- _Given task_
In the listing, change every "blurred background" to "out-of-focus background" and reproduce the lines with nothing else altered. Omit the pictures from your output.
= = = = = = =
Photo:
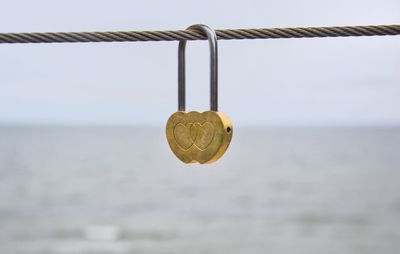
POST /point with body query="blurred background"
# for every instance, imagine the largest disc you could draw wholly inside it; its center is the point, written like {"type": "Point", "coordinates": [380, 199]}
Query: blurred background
{"type": "Point", "coordinates": [313, 166]}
= = = = = = =
- _Response for this exercise_
Photo:
POST /point with body query="out-of-focus background"
# for every instance, imagine the largest disc you could draw wholly inside it; its center is the point, written like {"type": "Point", "coordinates": [380, 199]}
Query: out-of-focus background
{"type": "Point", "coordinates": [313, 166]}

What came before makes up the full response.